→ **Problem requirements**
Leaving out the pictures, copy each record below exactly.

Photo-based referring expression data:
=== Begin Enclosure ===

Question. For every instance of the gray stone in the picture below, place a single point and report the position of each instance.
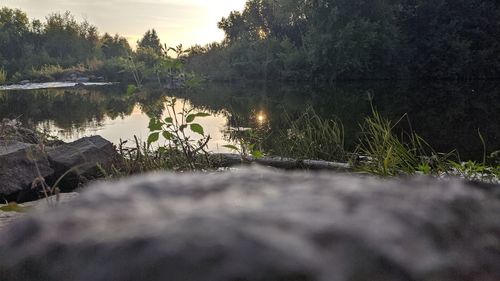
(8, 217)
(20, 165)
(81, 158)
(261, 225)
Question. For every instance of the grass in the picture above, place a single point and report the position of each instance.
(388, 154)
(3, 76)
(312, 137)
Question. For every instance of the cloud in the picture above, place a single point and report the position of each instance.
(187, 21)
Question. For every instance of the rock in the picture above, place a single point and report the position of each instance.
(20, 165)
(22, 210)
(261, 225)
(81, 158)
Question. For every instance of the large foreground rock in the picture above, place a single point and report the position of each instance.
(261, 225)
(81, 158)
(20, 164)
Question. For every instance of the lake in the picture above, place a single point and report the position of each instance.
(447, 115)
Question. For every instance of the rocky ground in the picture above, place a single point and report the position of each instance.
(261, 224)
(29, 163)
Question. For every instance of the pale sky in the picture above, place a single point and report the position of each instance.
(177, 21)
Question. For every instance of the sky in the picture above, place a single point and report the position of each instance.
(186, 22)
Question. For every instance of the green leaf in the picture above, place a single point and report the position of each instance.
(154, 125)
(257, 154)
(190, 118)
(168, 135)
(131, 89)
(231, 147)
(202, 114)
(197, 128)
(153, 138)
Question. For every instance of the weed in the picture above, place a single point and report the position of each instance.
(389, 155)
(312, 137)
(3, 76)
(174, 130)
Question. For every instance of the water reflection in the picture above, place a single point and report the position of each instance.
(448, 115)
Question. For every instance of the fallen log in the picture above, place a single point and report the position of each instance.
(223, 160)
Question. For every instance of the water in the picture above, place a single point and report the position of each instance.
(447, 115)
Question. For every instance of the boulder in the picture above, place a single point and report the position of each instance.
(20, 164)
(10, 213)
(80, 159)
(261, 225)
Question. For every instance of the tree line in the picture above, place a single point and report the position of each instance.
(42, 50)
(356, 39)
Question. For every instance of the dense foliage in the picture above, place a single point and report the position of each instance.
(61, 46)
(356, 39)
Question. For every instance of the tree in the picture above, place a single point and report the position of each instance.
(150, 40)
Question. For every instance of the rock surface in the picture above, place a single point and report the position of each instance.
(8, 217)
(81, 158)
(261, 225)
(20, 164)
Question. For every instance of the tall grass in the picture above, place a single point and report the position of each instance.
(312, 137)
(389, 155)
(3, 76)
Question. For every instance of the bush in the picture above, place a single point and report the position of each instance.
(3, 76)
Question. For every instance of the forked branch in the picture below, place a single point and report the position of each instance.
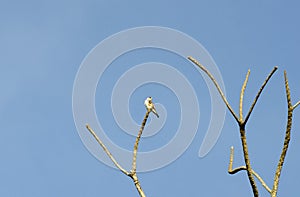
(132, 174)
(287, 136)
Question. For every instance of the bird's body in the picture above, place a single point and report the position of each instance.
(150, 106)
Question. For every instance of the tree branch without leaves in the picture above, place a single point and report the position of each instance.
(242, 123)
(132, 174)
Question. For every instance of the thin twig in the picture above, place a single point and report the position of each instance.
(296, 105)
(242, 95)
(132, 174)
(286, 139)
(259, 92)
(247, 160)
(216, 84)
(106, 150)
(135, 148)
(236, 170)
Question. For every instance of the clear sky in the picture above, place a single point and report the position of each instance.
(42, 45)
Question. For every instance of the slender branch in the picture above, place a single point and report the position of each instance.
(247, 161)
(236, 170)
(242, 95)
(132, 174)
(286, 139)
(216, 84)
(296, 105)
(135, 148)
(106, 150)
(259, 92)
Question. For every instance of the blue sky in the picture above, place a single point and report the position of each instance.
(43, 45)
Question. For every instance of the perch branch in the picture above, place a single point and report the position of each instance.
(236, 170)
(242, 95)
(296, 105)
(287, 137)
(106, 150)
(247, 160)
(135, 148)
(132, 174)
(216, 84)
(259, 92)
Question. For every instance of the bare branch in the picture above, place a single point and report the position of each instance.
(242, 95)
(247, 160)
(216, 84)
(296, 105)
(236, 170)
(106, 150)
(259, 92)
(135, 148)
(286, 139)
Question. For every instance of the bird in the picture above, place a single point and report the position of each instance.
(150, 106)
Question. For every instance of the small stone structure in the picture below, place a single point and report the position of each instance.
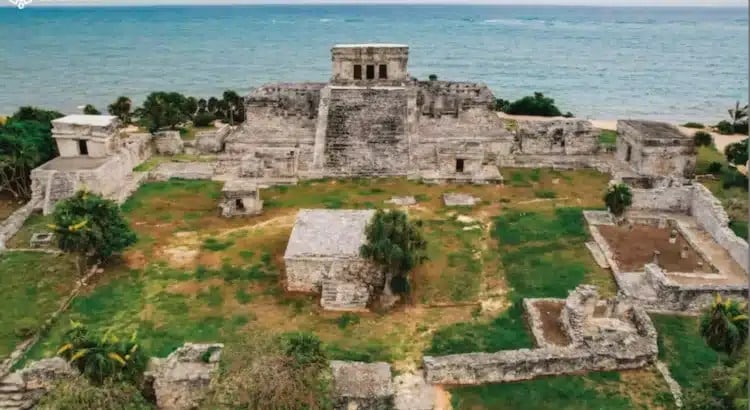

=== End Enclosure ===

→ **Output**
Question. For every instance of the gray stone in the picture below, place a single point and report the position of each instance.
(8, 217)
(20, 165)
(81, 158)
(261, 225)
Question. For every instance of the grass in the picture above, place a single point and report the position of each instance.
(388, 154)
(3, 76)
(312, 137)
Question. For every instance of the cloud in the picture above, place a single point and report the position of each instance.
(187, 21)
Question. For every instance of the rock in the picture above, place a single point and report the position of each instance.
(20, 165)
(22, 210)
(261, 225)
(81, 158)
Question. For every instance of the large foreground rock in the picture above, place a single point and report the position of each instance.
(261, 225)
(81, 158)
(20, 164)
Question. For every instance of the lake in the picture above, place a single point and report the position of each instance.
(447, 115)
Question. For every instance of the rocky ground in the picture above, place a single point and report the position of each instance.
(261, 224)
(29, 163)
Question. For every instance of the pale sky in the picture above, place a single point and report the position of each instance.
(177, 21)
Question. For every instance of the sky in the picture above, place a single point and report the position of each instance.
(186, 22)
Question. For every instance of the green leaf in the picture above, place a single point and report the position of each instance.
(154, 125)
(257, 154)
(190, 118)
(168, 135)
(131, 89)
(231, 147)
(202, 114)
(197, 128)
(153, 138)
Question. For every instance of the weed in the picture above, place a single point and report the position of each instance.
(389, 155)
(312, 137)
(3, 76)
(174, 130)
Question. For every instance of the water reflection in the picture above, place a single point and report the position of each instance.
(448, 115)
Question. For every instance of the fallen log in the picture above, place a single point and report the position of each instance.
(223, 160)
Question. For every instance of the water in the picture above, place a single point and report the position of each instance.
(447, 115)
Question. For every instance of the boulder in the picture above, place a single point and report the position of each instance.
(20, 164)
(10, 213)
(80, 159)
(261, 225)
Question. For every instance of the tree line in the picture above, place a single point and report the position of each instance.
(42, 50)
(356, 39)
Question. For every instance of the dense foliage in the picture above, place a single point and report the position of each instance.
(61, 46)
(356, 39)
Question. For every instance of the tree in the picture above, place a single point and report the position of each instance.
(150, 40)
Question. For every instance of the rock surface in the picture above, place a single point and report the position of each instance.
(8, 217)
(81, 158)
(261, 225)
(20, 164)
Question. For every instance of the tall grass in the picture above, place a single point and report the position of each instance.
(312, 137)
(389, 155)
(3, 76)
Question. For every instance of the bush in the picture above, place a single point and report the position of each instance.
(3, 76)
Question. For every instance of the forked branch in the picture below, place a single point and report the position of each instance.
(132, 174)
(287, 136)
Question. For every instance of the bird's body in the picture above, place a single point and report the position of each instance.
(150, 106)
Question. For every instance of the tree branch without leaves in the picture above, place a single point and report the position of each instance.
(242, 123)
(132, 174)
Question. For every instance of the thin twig in the picture above, place a single point and report the position of each instance.
(296, 105)
(242, 95)
(132, 174)
(286, 139)
(259, 92)
(247, 160)
(216, 84)
(106, 150)
(135, 148)
(236, 170)
Question. For every instance of the clear sky in the picture above, place a single point and report the position of each instance.
(42, 45)
Question. For every instance of the slender branch in the picture above, place a single point and report the position of each instance.
(247, 161)
(236, 170)
(242, 95)
(132, 174)
(286, 139)
(216, 84)
(296, 105)
(135, 148)
(106, 150)
(259, 92)
Question. For every instance of the blue sky in the picture above, place a single point and report the position of each instance.
(43, 45)
Question. For every instance of the perch branch in the picture above, place a single point and report the position of each instance.
(236, 170)
(242, 95)
(296, 105)
(287, 137)
(106, 150)
(247, 160)
(135, 148)
(132, 174)
(216, 84)
(259, 92)
Question. For every instance of the bare branch in the picture above, place a single point and report the position of each instance.
(242, 95)
(247, 160)
(216, 84)
(296, 105)
(236, 170)
(106, 150)
(259, 92)
(135, 148)
(286, 139)
Question. For every instance of the bird in the picture above, place a single point and report the position of each instance.
(150, 106)
Question. For every instance of the small stone structure in the picture below, place a single point and report the position of each instance.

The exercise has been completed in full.